──────── EXTRACT TO READ ────────
Because the FCPA carries significant penalties, an organization engaged in international business must carefully asses its exposure under the FCPA and ensure that its compliance program adequately mitigates its risk of a violation. A critical first step in this analysis is to determine whether, and to what extent, the FCPA applies. This article will describe the FCPA’s scope of applicability.


The scope of the FCPA
The FCPA is comprised of two parts: (1) anti-bribery provisions; and (2) accounting provisions. The anti-bribery provisions, as the name implies, prohibit the bribing of foreign government officials for the purpose of gaining a business advantage. The accounting provisions require companies governed thereby to record transactions accurately and with reasonable detail so that they fairly reflect the underlying exchange or transfer. They also require companies to devise and maintain a system of controls that provides reasonable assurances that an organization’s transactions are properly recorded in their financial books and records. While both sets of provisions are within the FCPA, they do not have the same scope of application. In fact, the anti-bribery provisions have a much broader reach.


Anti-bribery provisions.     The FCPA’s anti-bribery provisions cast a wide net and reach the conduct of many participants in the global marketplace. These provisions apply to three categories of persons: issuers, domestic concerns and non-U.S. citizens and companies meeting certain territorial requirements. The first two categories are defined as follows:


  • Issuers are any company, foreign or domestic, with a class of securities listed on a national securities exchange in the United States.
──────── MATERIAL SHOWN ────────
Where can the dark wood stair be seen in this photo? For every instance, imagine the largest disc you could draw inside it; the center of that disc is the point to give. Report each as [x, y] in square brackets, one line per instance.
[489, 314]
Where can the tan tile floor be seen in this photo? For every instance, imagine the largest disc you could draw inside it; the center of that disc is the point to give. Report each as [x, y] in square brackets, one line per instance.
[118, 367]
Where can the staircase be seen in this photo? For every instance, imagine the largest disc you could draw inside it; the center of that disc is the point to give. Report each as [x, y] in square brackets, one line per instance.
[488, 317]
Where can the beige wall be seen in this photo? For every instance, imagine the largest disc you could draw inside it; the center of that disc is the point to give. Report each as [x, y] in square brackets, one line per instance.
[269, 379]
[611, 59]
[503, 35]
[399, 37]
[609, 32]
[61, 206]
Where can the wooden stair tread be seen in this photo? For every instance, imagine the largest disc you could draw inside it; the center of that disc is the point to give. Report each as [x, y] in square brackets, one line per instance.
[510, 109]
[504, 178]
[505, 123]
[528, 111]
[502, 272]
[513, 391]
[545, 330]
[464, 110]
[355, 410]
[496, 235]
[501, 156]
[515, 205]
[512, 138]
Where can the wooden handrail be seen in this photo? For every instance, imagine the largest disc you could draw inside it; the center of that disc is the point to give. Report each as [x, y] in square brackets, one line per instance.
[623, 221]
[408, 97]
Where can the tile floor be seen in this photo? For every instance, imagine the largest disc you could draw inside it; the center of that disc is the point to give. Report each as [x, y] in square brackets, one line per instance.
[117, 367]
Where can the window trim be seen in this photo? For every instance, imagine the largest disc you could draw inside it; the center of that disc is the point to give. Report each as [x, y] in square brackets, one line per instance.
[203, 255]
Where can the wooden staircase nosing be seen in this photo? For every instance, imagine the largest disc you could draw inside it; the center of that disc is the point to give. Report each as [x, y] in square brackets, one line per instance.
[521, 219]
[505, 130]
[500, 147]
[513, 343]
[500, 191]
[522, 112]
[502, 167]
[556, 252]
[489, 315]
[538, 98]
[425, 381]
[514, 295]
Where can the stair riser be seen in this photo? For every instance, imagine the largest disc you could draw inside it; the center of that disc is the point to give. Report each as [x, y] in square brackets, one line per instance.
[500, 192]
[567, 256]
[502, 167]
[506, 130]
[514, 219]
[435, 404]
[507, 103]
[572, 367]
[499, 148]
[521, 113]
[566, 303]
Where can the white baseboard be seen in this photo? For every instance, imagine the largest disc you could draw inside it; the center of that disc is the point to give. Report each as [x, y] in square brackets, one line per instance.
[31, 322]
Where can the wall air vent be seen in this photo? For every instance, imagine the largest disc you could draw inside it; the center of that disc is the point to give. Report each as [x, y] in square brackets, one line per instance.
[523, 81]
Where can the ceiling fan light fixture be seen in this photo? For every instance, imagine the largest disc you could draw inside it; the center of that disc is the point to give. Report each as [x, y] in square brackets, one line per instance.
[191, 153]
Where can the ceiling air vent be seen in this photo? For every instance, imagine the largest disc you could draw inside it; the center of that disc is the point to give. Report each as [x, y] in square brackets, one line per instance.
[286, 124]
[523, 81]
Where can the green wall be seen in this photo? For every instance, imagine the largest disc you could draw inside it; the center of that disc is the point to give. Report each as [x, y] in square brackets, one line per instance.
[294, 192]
────────
AIM: According to the FCPA passage, what are the three categories of persons to which the anti-bribery provisions apply?

OUTPUT: Issuers, domestic concerns, and non-U.S. citizens and companies meeting certain territorial requirements.